--- BEGIN DOCUMENT EXCERPT ---

Browse Source

properly handle chowning DATA_DIR on init when using sudo

Nick Sweeting 1 year ago
parent
commit
ad675a8e7c

+ 13 - 1
archivebox/config/legacy.py

@@ -570,6 +570,18 @@ def setup_django(out_dir: Path | None=None, check_db=False, config: benedict=CON
         output_dir = out_dir or CONSTANTS.DATA_DIR
 
         assert isinstance(output_dir, Path) and isinstance(CONSTANTS.PACKAGE_DIR, Path)
+        
+        from archivebox.config.permissions import IS_ROOT, ARCHIVEBOX_USER, ARCHIVEBOX_GROUP, SudoPermission
+        from archivebox.config.paths import _get_collection_id
+    
+        # if running as root, chown the data dir to the archivebox user to make sure it's accessible to the archivebox user
+        if IS_ROOT:
+            with SudoPermission(uid=0):
+                os.system(f'chown {ARCHIVEBOX_USER}:{ARCHIVEBOX_GROUP} "{CONSTANTS.DATA_DIR}"')
+        _get_collection_id(DATA_DIR=CONSTANTS.DATA_DIR, force_create=True)
+        if IS_ROOT:
+            with SudoPermission(uid=0):
+                os.system(f'chown {ARCHIVEBOX_USER}:{ARCHIVEBOX_GROUP} "{CONSTANTS.DATA_DIR}"/*')
 
         bump_startup_progress_bar()

--- END DOCUMENT EXCERPT ---
--- BEGIN RECORD LIST ---

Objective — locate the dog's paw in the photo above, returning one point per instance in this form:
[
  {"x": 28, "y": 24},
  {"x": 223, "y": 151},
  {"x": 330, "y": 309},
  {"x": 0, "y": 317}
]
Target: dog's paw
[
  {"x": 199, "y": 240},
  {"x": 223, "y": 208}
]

--- END RECORD LIST ---

* **PROBLEMS AND TASKS**
(1) Please rewrite the records above, changing "dog's paw" to "dog's nose" and keeping everything else the same.
(2) Extend the ArchiveBox commit diff on chowning DATA_DIR past its last line.

* **PER-TASK OUTPUTS**
(1)
Objective — locate the dog's nose in the photo above, returning one point per instance in this form:
[
  {"x": 28, "y": 24},
  {"x": 223, "y": 151},
  {"x": 330, "y": 309},
  {"x": 0, "y": 317}
]
Target: dog's nose
[
  {"x": 199, "y": 240},
  {"x": 223, "y": 208}
]

(2)
         try:
@@ -596,7 +608,7 @@ def setup_django(out_dir: Path | None=None, check_db=False, config: benedict=CON
                 except Exception as e:
                     bump_startup_progress_bar(advance=1000)
                     
-                    is_using_meta_cmd = any(ignored_subcommand in sys.argv for ignored_subcommand in ('help', 'version', '--help', '--version'))
+                    is_using_meta_cmd = any(ignored_subcommand in sys.argv for ignored_subcommand in ('help', 'version', '--help', '--version', 'init'))
                     if not is_using_meta_cmd:
                         # show error message to user only if they're not running a meta command / just trying to get help
                         STDERR.print()

+ 7 - 4
archivebox/config/paths.py

@@ -21,9 +21,7 @@ DATABASE_FILE = DATA_DIR / 'index.sqlite3'
 
 #############################################################################################
 
-@cache
-def get_collection_id(DATA_DIR=DATA_DIR) -> str:
-    """Get a short, stable, unique ID for the current collection (e.g. abc45678)"""
+def _get_collection_id(DATA_DIR=DATA_DIR, force_create=False) -> str:
     collection_id_file = DATA_DIR / '.archivebox_id'
     
     try:
@@ -43,7 +41,7 @@ def get_collection_id(DATA_DIR=DATA_DIR) -> str:
     try:
         # only persist collection_id file if we already have an index.sqlite3 file present
         # otherwise we might be running in a directory that is not a collection, no point creating cruft files
-        if os.path.isfile(DATABASE_FILE) and os.access(DATA_DIR, os.W_OK):
+        if os.path.isfile(DATABASE_FILE) and os.access(DATA_DIR, os.W_OK) or force_create:
             collection_id_file.write_text(collection_id)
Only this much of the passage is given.